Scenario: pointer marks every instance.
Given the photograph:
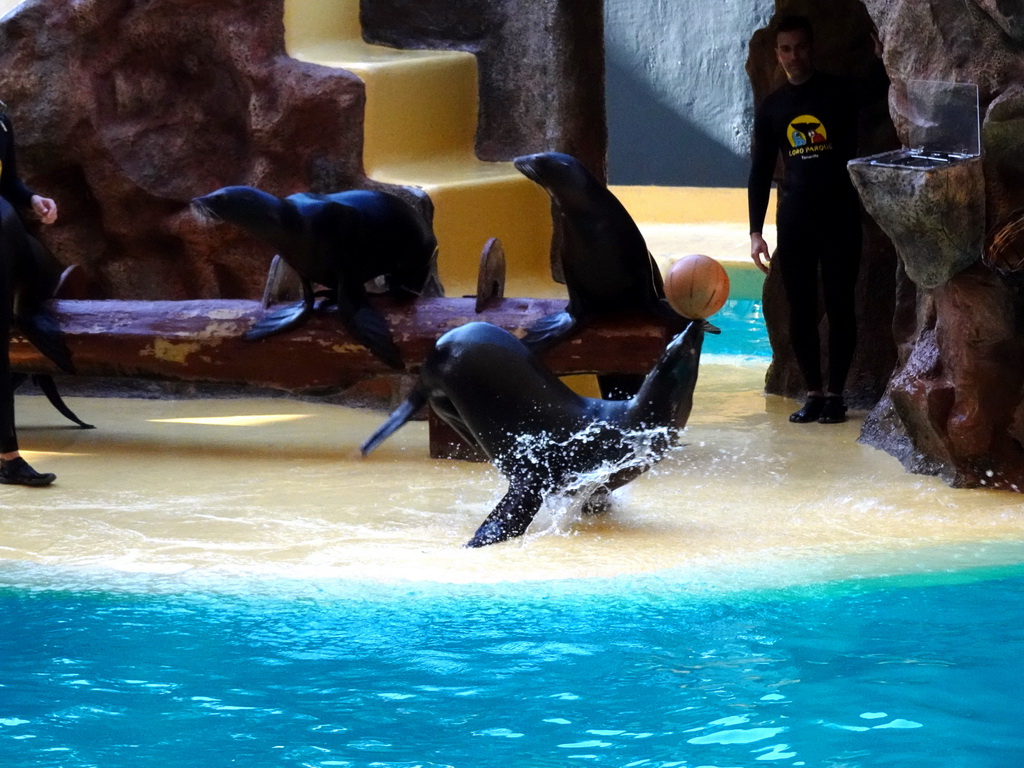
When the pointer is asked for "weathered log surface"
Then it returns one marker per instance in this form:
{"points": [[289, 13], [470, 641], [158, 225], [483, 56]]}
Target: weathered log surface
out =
{"points": [[201, 341]]}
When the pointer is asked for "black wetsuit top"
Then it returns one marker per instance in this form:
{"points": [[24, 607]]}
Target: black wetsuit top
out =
{"points": [[814, 126], [13, 194]]}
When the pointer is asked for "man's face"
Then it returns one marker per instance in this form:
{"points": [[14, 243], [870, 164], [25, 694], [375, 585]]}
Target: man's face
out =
{"points": [[793, 49]]}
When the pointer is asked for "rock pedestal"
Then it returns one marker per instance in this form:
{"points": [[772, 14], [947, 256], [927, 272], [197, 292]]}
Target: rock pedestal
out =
{"points": [[933, 211]]}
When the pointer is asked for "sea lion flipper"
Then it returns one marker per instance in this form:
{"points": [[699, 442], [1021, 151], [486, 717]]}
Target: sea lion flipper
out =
{"points": [[43, 332], [398, 417], [368, 326], [49, 388], [512, 516], [549, 330], [280, 320]]}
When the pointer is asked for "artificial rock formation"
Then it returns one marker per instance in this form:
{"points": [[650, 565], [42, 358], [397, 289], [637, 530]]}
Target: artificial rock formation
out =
{"points": [[954, 404], [126, 110]]}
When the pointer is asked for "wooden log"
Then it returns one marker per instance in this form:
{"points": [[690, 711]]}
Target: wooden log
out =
{"points": [[201, 341]]}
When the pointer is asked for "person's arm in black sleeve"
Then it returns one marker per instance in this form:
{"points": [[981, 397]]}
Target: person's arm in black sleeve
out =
{"points": [[11, 185], [763, 157]]}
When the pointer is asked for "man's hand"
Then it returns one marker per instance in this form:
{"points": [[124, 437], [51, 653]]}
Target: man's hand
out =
{"points": [[759, 252], [45, 209]]}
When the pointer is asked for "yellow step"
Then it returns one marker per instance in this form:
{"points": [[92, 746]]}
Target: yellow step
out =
{"points": [[419, 130]]}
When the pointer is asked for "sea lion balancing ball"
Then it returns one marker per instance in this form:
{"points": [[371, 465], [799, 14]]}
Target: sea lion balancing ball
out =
{"points": [[696, 286]]}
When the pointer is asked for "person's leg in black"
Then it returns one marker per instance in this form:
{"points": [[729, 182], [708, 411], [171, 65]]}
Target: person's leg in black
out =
{"points": [[798, 260], [13, 469], [839, 282]]}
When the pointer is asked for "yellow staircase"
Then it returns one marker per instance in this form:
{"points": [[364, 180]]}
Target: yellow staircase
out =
{"points": [[419, 129]]}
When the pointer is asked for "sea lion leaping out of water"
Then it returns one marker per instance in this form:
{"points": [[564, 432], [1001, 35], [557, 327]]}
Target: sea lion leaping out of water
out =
{"points": [[606, 264], [607, 267], [543, 436], [340, 241]]}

• Task: Nothing in the entries above should change when they are printed again, except that the pictures are dropped.

• Solution for this problem:
Scenario: pointer marks every instance.
Given the photograph:
When the pointer is asked for "weathered log surface"
Then it returns one marker per instance in this form:
{"points": [[289, 13], [470, 641], [158, 225], [483, 56]]}
Target: weathered log surface
out =
{"points": [[201, 341]]}
When the pointer is asked for "black wetsuit top"
Then it returns one marker per instance in this form:
{"points": [[24, 607]]}
Target: black wetsuit top
out =
{"points": [[814, 126], [13, 194]]}
When the pointer is asked for "man's face"
Then it returns one marker per instance in this form:
{"points": [[14, 243], [870, 164], [25, 694], [375, 585]]}
Target: man's face
out =
{"points": [[793, 49]]}
When the pointer is asked for "rock pedestal"
Then it returns one marker per instance in this form:
{"points": [[772, 14], [947, 256], [927, 272], [197, 292]]}
Target: rock pedestal
out =
{"points": [[933, 211]]}
When the pointer is asked for "sea lion flipper"
Then it returns one marker per instance in this form:
{"points": [[699, 442], [1021, 151], [486, 717]]}
Target: sea lion flipper
out =
{"points": [[43, 332], [398, 417], [368, 326], [49, 388], [512, 516], [549, 330], [280, 320]]}
When the pointer is asked for "artificial rock formation"
Then it returns one marker per instance in this form:
{"points": [[650, 565], [42, 358], [397, 289], [637, 530]]}
Target: artificial rock formation
out =
{"points": [[954, 404], [126, 110]]}
When the pointer is asked for "wooden log"
Then it returns one marker per instance in this form:
{"points": [[690, 711]]}
Target: wooden log
out =
{"points": [[201, 341]]}
When the pointer is asked for "person's arm in black sleeve"
Then it returns one marker per instance in this form:
{"points": [[981, 397]]}
Target: person's arm in black sleeve
out =
{"points": [[11, 185], [763, 157]]}
When the pointer is asked for "man's hand"
Then it returns one marker per instance in this form:
{"points": [[124, 437], [51, 653]]}
Target: man's hand
out =
{"points": [[759, 252], [45, 209]]}
When the pointer is asked for "yellow step"
Then it returns one marker per instance in this form:
{"points": [[92, 746]]}
Target: yellow step
out =
{"points": [[419, 130]]}
When the pointer is asked for "sea lion balancing ball"
Then it returns one marker per instance in this form:
{"points": [[371, 465], [799, 14]]}
Target: sea lion balancing ball
out =
{"points": [[696, 286]]}
When the pointer is asked for "person's leg in black"
Then it returns one marker per instance in this form:
{"points": [[729, 182], [708, 411], [171, 65]]}
Target: person's leg in black
out =
{"points": [[798, 260], [13, 469], [839, 282]]}
When the pointer is asked for "yellow staircase"
Then it returns one marker per instance in this form:
{"points": [[364, 180]]}
Target: yellow staircase
out =
{"points": [[419, 129]]}
When the pointer is asked for "sea lion leaping out of water"
Then it returns one marker per instance in this form:
{"points": [[564, 432], [1001, 35], [557, 327]]}
Target: sea lion leaping out of water
out =
{"points": [[606, 264], [607, 267], [543, 436], [340, 241]]}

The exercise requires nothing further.